▶ [Stated exercise] Reproduce all entries verbatim, with nothing added or dropped.

(Items from a dataset)

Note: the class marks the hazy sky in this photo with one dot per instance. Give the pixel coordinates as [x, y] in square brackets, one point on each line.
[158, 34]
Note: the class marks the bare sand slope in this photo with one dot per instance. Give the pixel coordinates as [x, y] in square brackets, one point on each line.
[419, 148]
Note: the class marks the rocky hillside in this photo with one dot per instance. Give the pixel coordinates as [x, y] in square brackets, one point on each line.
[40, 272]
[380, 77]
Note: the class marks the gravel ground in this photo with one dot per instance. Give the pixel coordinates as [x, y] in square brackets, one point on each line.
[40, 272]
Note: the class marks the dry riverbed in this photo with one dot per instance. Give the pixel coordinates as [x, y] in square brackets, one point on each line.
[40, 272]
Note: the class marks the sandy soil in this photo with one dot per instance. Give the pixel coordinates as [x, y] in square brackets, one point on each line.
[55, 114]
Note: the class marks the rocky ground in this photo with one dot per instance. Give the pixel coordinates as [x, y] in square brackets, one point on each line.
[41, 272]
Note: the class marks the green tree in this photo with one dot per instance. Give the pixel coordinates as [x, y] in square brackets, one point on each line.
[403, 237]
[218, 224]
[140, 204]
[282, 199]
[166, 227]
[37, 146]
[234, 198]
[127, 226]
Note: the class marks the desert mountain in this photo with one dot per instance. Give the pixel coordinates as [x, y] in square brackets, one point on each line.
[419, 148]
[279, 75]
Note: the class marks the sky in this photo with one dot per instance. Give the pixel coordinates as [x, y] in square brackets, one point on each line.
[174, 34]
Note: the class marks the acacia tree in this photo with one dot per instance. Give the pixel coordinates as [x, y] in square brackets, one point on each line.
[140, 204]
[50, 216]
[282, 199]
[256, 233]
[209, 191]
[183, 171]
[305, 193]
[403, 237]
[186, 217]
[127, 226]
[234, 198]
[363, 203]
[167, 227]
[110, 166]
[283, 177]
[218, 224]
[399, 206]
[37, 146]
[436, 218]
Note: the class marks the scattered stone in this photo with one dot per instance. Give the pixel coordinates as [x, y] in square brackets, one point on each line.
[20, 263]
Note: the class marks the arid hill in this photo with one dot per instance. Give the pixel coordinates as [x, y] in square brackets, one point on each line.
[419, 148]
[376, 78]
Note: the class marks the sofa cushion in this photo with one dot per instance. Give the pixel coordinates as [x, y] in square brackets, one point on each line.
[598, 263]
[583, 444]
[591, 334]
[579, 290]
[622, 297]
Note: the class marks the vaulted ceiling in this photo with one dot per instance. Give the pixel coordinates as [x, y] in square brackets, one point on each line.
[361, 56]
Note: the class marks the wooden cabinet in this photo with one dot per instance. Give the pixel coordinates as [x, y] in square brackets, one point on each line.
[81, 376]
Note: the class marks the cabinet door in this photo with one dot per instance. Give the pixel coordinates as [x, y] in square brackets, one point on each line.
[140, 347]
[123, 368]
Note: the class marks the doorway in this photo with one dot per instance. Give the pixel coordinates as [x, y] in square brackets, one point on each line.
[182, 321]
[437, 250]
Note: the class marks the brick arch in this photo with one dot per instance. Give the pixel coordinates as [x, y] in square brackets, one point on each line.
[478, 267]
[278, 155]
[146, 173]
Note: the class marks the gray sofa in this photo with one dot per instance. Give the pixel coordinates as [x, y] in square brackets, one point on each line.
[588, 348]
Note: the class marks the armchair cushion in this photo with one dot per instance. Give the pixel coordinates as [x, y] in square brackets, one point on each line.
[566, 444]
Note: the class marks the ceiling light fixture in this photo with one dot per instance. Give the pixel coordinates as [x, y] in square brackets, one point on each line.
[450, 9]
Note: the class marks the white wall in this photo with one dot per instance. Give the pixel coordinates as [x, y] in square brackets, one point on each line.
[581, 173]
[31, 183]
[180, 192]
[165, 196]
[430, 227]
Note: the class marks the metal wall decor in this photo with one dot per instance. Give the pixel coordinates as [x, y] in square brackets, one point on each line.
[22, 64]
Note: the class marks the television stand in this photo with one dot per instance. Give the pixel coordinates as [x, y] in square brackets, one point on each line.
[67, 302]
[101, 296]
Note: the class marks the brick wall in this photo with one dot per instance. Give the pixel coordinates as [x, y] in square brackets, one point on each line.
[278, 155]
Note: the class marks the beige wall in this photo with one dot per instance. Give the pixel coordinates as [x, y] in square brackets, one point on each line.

▶ [Solved exercise]
Note: the class marks the hazy sky in this photo with one dot per instance. Give the pixel coordinates as [x, y] in square brackets, one point on each line.
[158, 34]
Note: the class marks the bare sand slope in this photo with one dot per instance. Give the pixel coordinates as [x, y] in square brackets, one point on each line.
[419, 148]
Note: the class marks the rocky hillside in this photo with one dot per instance. Give the pixel coordinates as [x, y] in square brackets, one point on each line.
[40, 272]
[380, 77]
Note: the class marks the gravel ground in this photo with one dot per instance. Give the pixel coordinates as [x, y] in square brackets, one point on each line.
[40, 272]
Note: the class marks the dry riverbed in this photo with one dot per instance. Give the pixel coordinates as [x, y] in square brackets, one point on each line.
[40, 272]
Note: the class marks the sandy soil in this photo with one dot per instance. Give the pixel coordinates as [x, y] in square brackets, one point on each line.
[55, 114]
Note: the class marks the rocky ground in this photo with one dot per instance. Give the pixel coordinates as [x, y] in square brackets, one point on each line.
[41, 272]
Note: the class marks the green tree in this photo with one dot per instance. Give the pixel coordinates as [x, y] in square brackets, one point on each line.
[403, 237]
[218, 224]
[140, 204]
[282, 199]
[166, 227]
[37, 146]
[234, 198]
[127, 226]
Note: the class marks the desert mountain in this photo with one dot per instance. Give the pixel coordinates as [x, y] in square brackets, one point on each line.
[419, 148]
[279, 75]
Note: the class marks the sky in this photo with one dot per instance. Give the pixel coordinates as [x, y] in square brackets, one point on each line.
[174, 34]
Note: the class marks the acacia tree in this photo with one dot per instance. Give the pixel coordinates as [x, y] in square brackets, one point on each line.
[140, 204]
[50, 216]
[282, 199]
[256, 233]
[209, 191]
[183, 171]
[305, 193]
[403, 237]
[186, 217]
[127, 226]
[234, 198]
[363, 203]
[167, 227]
[110, 166]
[283, 177]
[218, 224]
[399, 206]
[37, 146]
[436, 218]
Note: the class marks the scattered stone in this photo with one dot per instance. Give the pixel coordinates as [x, y] in square brackets, one point on each line.
[20, 263]
Note: the class marks the arid hill in this photo with one dot per instance. Give the pixel coordinates as [x, y] in square brackets, one point on each line.
[419, 148]
[376, 78]
Note: the class marks the sofa cushion in this photo with one dot per instance. Give the pixel coordinates as [x, y] in square brackets, one point on each line.
[598, 263]
[583, 444]
[591, 334]
[579, 290]
[622, 297]
Note: the class marks the vaulted ceiling in this photo with one dot per instance. Give the pixel coordinates as [x, y] in square brackets, one point on each line.
[361, 56]
Note: the class marks the wooden cabinet in this photo with one dot per instance. Give the pixel coordinates as [x, y] in square brackets, one point on each line.
[81, 376]
Note: the class marks the cabinet door in this photo with one dot per instance. Give the pixel coordinates as [x, y] in square brackets, one point on each line.
[140, 347]
[123, 368]
Note: the class marks the doorway in this photo with one dot per instance. Give the pixel coordinates as [x, y] in square brackets, one point on each line.
[182, 321]
[437, 250]
Note: the class marks the brick arch in this photo with one dot per instance. Give the pixel coordinates as [x, y] in square brackets, one point on each line.
[478, 267]
[278, 155]
[146, 173]
Note: the class marks the gray sofa in this photo with one dot per instance. Give the pixel coordinates as [x, y] in square brackets, one point on each line.
[588, 348]
Note: the class marks the armchair cushion in this photo with one dot per instance. Give the pixel coordinates as [x, y] in square brackets, one point on each line.
[566, 444]
Note: the class marks the ceiling light fixture in this photo with one dot per instance. Give the pixel coordinates as [x, y] in square brackets, one point on each line.
[450, 9]
Note: the class marks the white wall in this photo with one dot per instance. Give the pixel coordinates as [x, y] in square brackets, one point on each line.
[581, 173]
[31, 183]
[180, 192]
[165, 196]
[430, 227]
Note: the class marks the metal wall decor in this photo with one dot per instance. Give the pixel coordinates as [x, y] in square brackets, one point on each line.
[22, 64]
Note: the class marks the television stand in this photo with one dot per instance. Give the pixel coordinates as [x, y] in square brackets, one point on each line.
[67, 302]
[101, 296]
Note: the class marks the brick wall in this photo with one dot per instance. Give the pixel coordinates as [x, y] in square brackets, one point on each line.
[278, 155]
Note: the class marks the beige wall in this photo with one dot per instance. Give the pixel coordinates as [x, y] in square brackets, one point on each line.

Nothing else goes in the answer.